» **抜粋文**
--

傷の話なんてするとどうも主張が臭くなる気がする。
別に自慢出来るほどの信念も無いただの怪我だし、そもそもほとんど掠り傷なのだけど。
そもそも私は変態なので、傷自体に対してどういう姿勢を取るのが社会における適正なのかよく分からない。
自分にとっては、動物の柄の様な感覚なので、爪や骨と同じに気にいったり困ったりする。

傷が無い方が良いとは思わない。
正直、怪我は好きだ。
体が脆くて破損し、生きていて修復し、それが跡として残るのはとても感動的。
エロティックに感じるほど、深く興味深い現象だと思う。

でも、傷が有る方がいいとも思わない。
一つしかない体を無くす危険は必死で避けるし、ダメージも少ない方が良い。
痛い思いをしたくないし、消えないかもしれないと思うと不安になる。
取り返しがつかないかもしれないものは、何でも怖い。

怪我があることを醜いとは思わないし、格好良いとも思えない。
でも人に傷跡が有れば目が行くし、出来ればじっくり眺めたい触りたい。
老若男女問わず、事故でも先天性でも自傷でも、欠損は目を惹く。
顔の形や身長骨格が違う様に、傷も特徴の一つだと思う。

でも、そういうことが書きたいのではなくて。
何年も前に出来た傷の跡が、自分の体に幾つか見える。
怪我の由来自体は大抵忘れている。
覚えているのは、傷に対しての自分の処置の仕方。
きちんと見てもらったのは僅かで、後はひたすら自己治療だった。
だから、裂けたり膿んだり腫れたり血が止まらなくなったりした。
それを焼いてみたり切ってみたり、色々したものだなと。
マキロnと医療テープ、爪切りと針にはとてもお世話になった。
そういうことが平気で、何も考えず一番楽だと思った方法で治そうとした。

そういう思い出と、現在の自分を、傷痕で繋げられるなと思った。
あの時の様な生気も覇気も無いし、色々と頭が軽くなっている。
痛みにもずっと弱くなり、長い時間が過ぎた様に思う。
でも、体にある傷を見る時、それを治療している自分を思い出せる。
残って良かったとは思わないけれど、今ここにこの跡があって嬉しい。
あの時間の自分と幸福を、確かに有ったと今に実感出来るのは貴重だ。
よく分からないけれど、懐かしい安らかな気持ちになる。
あんなに乱暴な治療でも治ってくれた体に感謝を感じる。
動いてくれて有難うと、感謝する。

--

» **抽出資料**
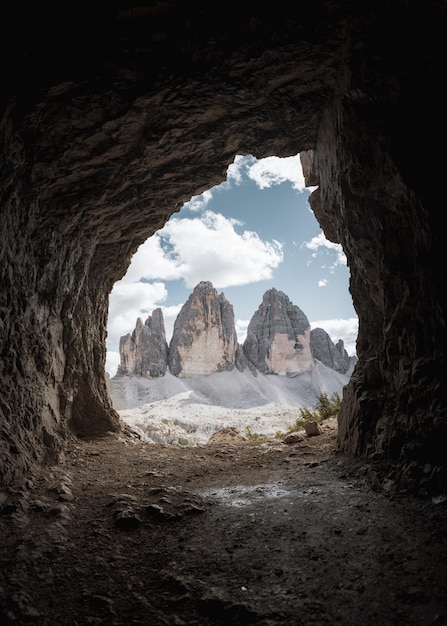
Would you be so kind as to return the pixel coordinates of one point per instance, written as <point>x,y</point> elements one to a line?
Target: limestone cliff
<point>99,146</point>
<point>204,340</point>
<point>330,354</point>
<point>278,336</point>
<point>145,351</point>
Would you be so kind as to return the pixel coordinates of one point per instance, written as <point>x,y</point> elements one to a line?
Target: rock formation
<point>278,336</point>
<point>332,355</point>
<point>204,340</point>
<point>112,119</point>
<point>145,351</point>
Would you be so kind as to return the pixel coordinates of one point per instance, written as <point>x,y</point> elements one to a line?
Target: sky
<point>253,232</point>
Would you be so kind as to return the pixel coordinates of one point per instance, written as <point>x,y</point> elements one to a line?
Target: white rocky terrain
<point>205,381</point>
<point>188,411</point>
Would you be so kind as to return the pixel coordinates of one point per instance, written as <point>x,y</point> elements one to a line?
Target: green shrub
<point>250,436</point>
<point>325,407</point>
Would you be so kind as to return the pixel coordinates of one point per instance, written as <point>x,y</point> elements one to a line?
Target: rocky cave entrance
<point>256,228</point>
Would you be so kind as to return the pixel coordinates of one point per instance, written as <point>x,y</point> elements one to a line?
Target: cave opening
<point>252,233</point>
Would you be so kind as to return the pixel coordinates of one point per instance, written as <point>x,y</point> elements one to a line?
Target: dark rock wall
<point>114,116</point>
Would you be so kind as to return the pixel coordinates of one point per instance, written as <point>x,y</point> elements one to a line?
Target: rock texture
<point>145,351</point>
<point>332,355</point>
<point>204,340</point>
<point>112,118</point>
<point>278,337</point>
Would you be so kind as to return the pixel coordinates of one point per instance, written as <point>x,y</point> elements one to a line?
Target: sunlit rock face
<point>145,351</point>
<point>204,340</point>
<point>332,355</point>
<point>112,119</point>
<point>278,337</point>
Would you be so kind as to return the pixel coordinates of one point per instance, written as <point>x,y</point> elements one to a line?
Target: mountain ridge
<point>279,340</point>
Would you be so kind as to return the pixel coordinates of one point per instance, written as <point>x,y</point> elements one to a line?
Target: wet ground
<point>126,533</point>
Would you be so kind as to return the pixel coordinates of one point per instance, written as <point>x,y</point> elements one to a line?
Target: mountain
<point>204,339</point>
<point>282,361</point>
<point>278,337</point>
<point>145,351</point>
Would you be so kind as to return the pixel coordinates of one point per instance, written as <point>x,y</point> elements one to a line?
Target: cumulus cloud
<point>345,329</point>
<point>127,302</point>
<point>267,172</point>
<point>199,203</point>
<point>320,244</point>
<point>241,329</point>
<point>206,247</point>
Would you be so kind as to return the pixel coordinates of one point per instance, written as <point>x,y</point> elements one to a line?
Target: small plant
<point>325,407</point>
<point>250,436</point>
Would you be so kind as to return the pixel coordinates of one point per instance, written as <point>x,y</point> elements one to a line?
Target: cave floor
<point>129,533</point>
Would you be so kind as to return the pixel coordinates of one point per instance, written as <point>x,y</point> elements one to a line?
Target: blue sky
<point>253,232</point>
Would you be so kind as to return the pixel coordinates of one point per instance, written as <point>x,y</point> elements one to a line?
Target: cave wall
<point>113,117</point>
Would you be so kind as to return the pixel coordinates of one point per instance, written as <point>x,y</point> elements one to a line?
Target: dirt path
<point>126,533</point>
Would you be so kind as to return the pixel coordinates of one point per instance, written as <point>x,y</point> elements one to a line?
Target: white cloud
<point>206,247</point>
<point>268,171</point>
<point>241,330</point>
<point>199,203</point>
<point>345,329</point>
<point>112,362</point>
<point>274,171</point>
<point>320,246</point>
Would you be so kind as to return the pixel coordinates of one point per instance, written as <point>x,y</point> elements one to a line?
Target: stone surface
<point>332,355</point>
<point>199,346</point>
<point>204,339</point>
<point>112,119</point>
<point>278,337</point>
<point>145,351</point>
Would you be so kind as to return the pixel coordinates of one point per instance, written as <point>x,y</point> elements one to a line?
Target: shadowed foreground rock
<point>113,117</point>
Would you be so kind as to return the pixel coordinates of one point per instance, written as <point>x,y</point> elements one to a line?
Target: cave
<point>113,117</point>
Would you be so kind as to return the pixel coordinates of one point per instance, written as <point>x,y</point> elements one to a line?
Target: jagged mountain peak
<point>204,340</point>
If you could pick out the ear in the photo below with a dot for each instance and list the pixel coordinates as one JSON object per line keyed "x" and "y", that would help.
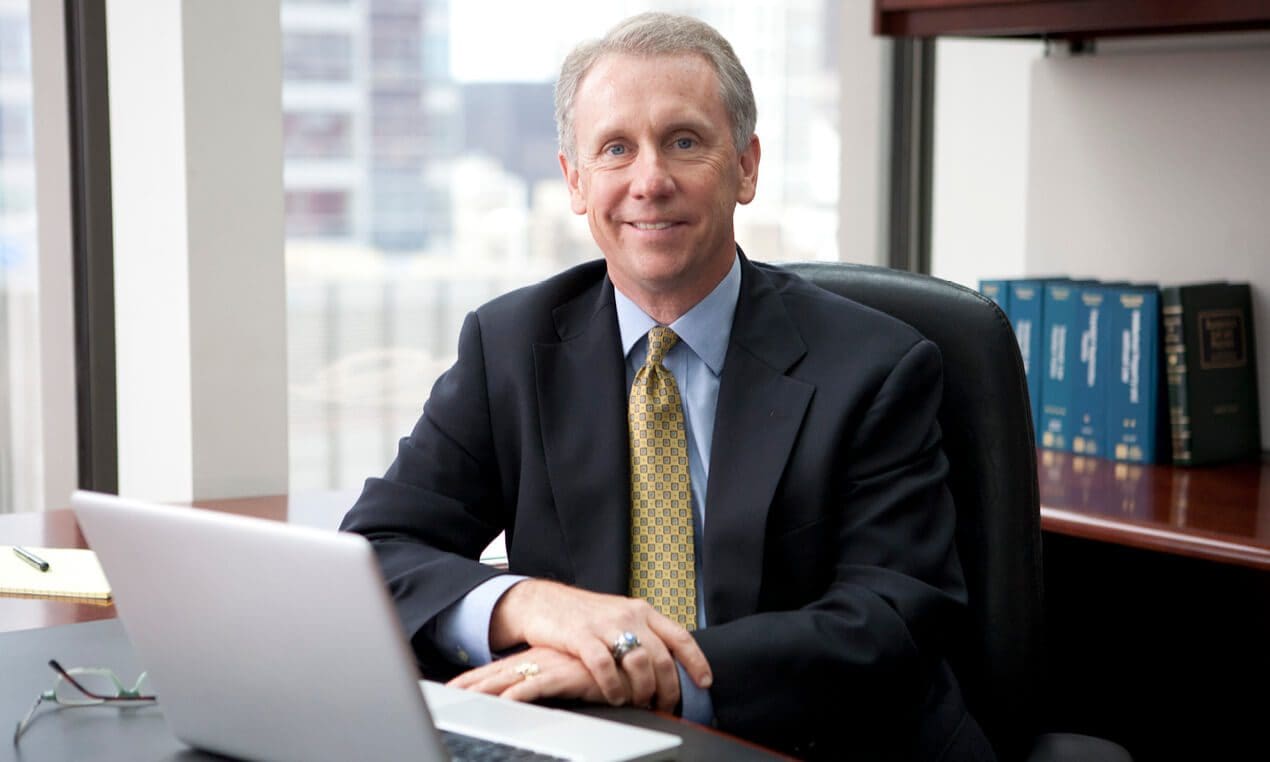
{"x": 748, "y": 168}
{"x": 572, "y": 178}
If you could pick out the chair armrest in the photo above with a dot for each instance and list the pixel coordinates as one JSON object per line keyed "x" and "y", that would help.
{"x": 1071, "y": 747}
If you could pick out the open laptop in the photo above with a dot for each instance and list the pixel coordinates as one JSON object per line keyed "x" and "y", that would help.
{"x": 273, "y": 641}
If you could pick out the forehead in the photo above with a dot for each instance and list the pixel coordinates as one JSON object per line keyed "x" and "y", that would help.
{"x": 621, "y": 86}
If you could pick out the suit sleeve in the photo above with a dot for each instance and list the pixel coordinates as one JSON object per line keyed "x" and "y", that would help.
{"x": 856, "y": 663}
{"x": 437, "y": 507}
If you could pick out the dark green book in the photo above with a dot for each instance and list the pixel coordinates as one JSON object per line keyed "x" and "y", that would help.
{"x": 1212, "y": 371}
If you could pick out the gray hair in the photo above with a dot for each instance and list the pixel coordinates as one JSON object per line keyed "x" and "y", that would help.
{"x": 659, "y": 34}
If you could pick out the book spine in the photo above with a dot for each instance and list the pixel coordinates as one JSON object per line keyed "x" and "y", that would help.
{"x": 1221, "y": 381}
{"x": 1133, "y": 396}
{"x": 1026, "y": 316}
{"x": 1089, "y": 380}
{"x": 1056, "y": 389}
{"x": 1175, "y": 375}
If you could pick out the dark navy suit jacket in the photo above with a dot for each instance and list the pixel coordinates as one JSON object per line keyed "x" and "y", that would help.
{"x": 828, "y": 561}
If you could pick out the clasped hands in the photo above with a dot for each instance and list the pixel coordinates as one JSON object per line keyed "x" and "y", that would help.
{"x": 570, "y": 635}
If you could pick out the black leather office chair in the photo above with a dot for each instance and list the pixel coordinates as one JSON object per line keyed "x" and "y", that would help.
{"x": 987, "y": 427}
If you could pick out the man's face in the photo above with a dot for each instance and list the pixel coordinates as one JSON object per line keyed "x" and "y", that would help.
{"x": 658, "y": 175}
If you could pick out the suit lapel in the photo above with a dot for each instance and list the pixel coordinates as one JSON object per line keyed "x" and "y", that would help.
{"x": 758, "y": 417}
{"x": 582, "y": 405}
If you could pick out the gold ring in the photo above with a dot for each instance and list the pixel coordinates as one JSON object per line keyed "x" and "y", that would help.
{"x": 526, "y": 669}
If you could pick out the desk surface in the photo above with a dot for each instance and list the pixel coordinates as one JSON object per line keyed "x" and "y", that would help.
{"x": 31, "y": 633}
{"x": 140, "y": 733}
{"x": 1216, "y": 513}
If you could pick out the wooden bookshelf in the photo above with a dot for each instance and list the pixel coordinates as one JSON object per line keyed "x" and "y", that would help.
{"x": 1219, "y": 513}
{"x": 1066, "y": 19}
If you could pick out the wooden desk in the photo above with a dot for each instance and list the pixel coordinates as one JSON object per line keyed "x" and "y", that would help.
{"x": 26, "y": 675}
{"x": 57, "y": 528}
{"x": 1214, "y": 513}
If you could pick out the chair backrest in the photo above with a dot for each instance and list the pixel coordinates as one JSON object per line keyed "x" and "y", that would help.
{"x": 987, "y": 427}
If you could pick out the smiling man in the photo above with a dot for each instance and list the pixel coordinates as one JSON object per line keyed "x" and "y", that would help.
{"x": 721, "y": 488}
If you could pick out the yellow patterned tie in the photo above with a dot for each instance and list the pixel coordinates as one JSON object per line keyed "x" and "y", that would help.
{"x": 662, "y": 551}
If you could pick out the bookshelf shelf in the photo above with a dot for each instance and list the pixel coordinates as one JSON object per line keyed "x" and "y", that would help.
{"x": 1219, "y": 513}
{"x": 1064, "y": 19}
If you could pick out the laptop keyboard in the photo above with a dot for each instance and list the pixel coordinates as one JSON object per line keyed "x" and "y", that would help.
{"x": 465, "y": 748}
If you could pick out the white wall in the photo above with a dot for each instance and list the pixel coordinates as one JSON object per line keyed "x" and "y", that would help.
{"x": 196, "y": 121}
{"x": 981, "y": 158}
{"x": 1152, "y": 163}
{"x": 56, "y": 452}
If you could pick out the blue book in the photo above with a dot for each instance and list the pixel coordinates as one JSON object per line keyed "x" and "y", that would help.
{"x": 1133, "y": 394}
{"x": 1026, "y": 315}
{"x": 997, "y": 291}
{"x": 1061, "y": 357}
{"x": 1090, "y": 372}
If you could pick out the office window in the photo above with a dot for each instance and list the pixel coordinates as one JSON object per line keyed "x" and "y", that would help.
{"x": 318, "y": 135}
{"x": 20, "y": 470}
{"x": 309, "y": 56}
{"x": 318, "y": 213}
{"x": 451, "y": 192}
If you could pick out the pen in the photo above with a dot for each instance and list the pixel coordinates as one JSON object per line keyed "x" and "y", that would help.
{"x": 34, "y": 560}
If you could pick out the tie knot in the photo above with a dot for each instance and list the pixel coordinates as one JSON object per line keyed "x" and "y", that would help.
{"x": 659, "y": 342}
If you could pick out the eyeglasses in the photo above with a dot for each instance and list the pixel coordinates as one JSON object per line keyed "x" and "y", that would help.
{"x": 85, "y": 686}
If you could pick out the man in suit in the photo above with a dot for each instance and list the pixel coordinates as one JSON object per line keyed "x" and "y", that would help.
{"x": 799, "y": 583}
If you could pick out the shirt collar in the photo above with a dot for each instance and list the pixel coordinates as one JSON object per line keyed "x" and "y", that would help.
{"x": 705, "y": 328}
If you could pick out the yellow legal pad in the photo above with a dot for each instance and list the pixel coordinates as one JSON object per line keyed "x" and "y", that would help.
{"x": 73, "y": 573}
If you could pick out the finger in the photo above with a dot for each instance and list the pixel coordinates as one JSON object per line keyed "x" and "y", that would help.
{"x": 492, "y": 680}
{"x": 683, "y": 648}
{"x": 667, "y": 676}
{"x": 638, "y": 667}
{"x": 603, "y": 671}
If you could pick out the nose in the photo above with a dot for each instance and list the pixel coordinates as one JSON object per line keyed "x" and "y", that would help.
{"x": 650, "y": 177}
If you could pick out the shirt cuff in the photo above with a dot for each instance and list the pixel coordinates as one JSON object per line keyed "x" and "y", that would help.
{"x": 462, "y": 629}
{"x": 697, "y": 705}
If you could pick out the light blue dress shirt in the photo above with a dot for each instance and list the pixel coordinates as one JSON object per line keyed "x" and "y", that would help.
{"x": 696, "y": 362}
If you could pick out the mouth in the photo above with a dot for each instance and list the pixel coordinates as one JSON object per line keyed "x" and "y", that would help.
{"x": 652, "y": 226}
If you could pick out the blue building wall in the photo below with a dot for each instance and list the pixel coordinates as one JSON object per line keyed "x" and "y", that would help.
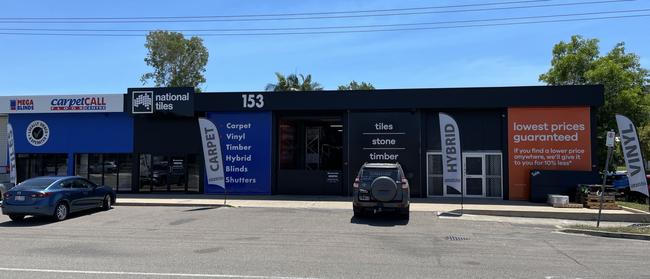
{"x": 76, "y": 133}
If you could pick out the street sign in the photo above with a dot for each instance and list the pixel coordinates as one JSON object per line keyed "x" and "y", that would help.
{"x": 610, "y": 139}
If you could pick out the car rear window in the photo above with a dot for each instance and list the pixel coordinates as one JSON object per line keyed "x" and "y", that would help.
{"x": 369, "y": 174}
{"x": 36, "y": 183}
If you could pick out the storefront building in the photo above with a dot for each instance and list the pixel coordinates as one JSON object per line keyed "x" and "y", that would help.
{"x": 306, "y": 143}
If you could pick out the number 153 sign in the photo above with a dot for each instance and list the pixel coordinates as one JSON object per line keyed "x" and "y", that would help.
{"x": 252, "y": 100}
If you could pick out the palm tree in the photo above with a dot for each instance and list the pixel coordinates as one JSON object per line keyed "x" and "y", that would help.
{"x": 357, "y": 86}
{"x": 293, "y": 82}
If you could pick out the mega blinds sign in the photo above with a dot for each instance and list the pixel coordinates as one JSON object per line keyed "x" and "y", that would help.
{"x": 164, "y": 100}
{"x": 62, "y": 103}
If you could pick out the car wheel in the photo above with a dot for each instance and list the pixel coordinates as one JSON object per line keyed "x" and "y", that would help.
{"x": 358, "y": 212}
{"x": 405, "y": 213}
{"x": 107, "y": 203}
{"x": 16, "y": 217}
{"x": 61, "y": 211}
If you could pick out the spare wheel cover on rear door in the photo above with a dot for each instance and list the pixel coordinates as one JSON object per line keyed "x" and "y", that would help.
{"x": 383, "y": 188}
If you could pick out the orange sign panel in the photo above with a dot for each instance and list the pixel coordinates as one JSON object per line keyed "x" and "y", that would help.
{"x": 546, "y": 139}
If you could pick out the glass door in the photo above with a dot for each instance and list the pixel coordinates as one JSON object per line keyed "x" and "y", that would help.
{"x": 474, "y": 175}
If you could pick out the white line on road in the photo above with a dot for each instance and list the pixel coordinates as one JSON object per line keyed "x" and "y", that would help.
{"x": 146, "y": 273}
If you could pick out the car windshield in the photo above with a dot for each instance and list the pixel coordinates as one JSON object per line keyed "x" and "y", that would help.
{"x": 370, "y": 174}
{"x": 36, "y": 183}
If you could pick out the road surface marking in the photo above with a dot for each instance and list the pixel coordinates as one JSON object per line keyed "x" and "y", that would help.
{"x": 146, "y": 273}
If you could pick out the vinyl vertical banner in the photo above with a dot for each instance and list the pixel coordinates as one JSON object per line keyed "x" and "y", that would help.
{"x": 212, "y": 153}
{"x": 12, "y": 154}
{"x": 632, "y": 153}
{"x": 451, "y": 156}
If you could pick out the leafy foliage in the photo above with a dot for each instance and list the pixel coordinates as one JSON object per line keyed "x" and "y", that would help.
{"x": 625, "y": 81}
{"x": 293, "y": 82}
{"x": 176, "y": 61}
{"x": 357, "y": 86}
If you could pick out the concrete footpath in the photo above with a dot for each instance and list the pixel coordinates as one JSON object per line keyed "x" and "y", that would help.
{"x": 471, "y": 206}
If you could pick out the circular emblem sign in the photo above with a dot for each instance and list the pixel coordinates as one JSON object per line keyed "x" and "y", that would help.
{"x": 37, "y": 133}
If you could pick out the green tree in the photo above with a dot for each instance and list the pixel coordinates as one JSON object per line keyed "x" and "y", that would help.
{"x": 293, "y": 82}
{"x": 176, "y": 61}
{"x": 357, "y": 86}
{"x": 579, "y": 62}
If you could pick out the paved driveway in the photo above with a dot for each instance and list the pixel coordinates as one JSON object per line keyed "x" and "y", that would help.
{"x": 186, "y": 242}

--

» **必要な作業**
傷についての文章を読んで、次の問いに答えてください。
(a) 筆者は、自分にとって傷はどのような感覚だと述べていますか。
(b) 怪我について、筆者が覚えているのは何ですか。
(c) 自己治療でとても世話になったものとして挙げられているのは何ですか。

» **解答**
(a) 動物の柄の様な感覚です。
(b) 傷に対しての自分の処置の仕方です。
(c) マキロnと医療テープ、爪切りと針です。